— WHAT YOU ARE ASKED TO DO —
Please count how many lines of the listing below contain the string "white" with case counting, and reply with only that number.

— INPUT RECORDS —
++++++++++++++++++++

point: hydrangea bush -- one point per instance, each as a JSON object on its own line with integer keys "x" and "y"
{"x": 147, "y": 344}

++++++++++++++++++++

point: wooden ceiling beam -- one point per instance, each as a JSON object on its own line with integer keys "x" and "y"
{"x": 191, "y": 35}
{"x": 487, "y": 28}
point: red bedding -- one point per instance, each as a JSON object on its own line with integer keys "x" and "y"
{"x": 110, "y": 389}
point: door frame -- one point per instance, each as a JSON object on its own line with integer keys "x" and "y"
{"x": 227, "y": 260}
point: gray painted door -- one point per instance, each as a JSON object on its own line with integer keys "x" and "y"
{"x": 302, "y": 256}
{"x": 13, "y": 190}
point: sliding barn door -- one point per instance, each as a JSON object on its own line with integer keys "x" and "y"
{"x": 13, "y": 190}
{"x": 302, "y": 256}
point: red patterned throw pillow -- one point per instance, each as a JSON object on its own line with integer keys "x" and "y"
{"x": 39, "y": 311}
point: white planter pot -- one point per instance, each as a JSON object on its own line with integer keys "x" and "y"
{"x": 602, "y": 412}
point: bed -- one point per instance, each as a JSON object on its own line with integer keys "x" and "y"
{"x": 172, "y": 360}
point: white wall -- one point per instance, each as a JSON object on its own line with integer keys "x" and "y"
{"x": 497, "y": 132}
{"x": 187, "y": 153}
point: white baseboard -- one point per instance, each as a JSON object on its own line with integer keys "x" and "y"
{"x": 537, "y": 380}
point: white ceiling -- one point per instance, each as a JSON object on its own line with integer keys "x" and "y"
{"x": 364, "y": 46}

++++++++++++++++++++

— TASK SOLUTION —
4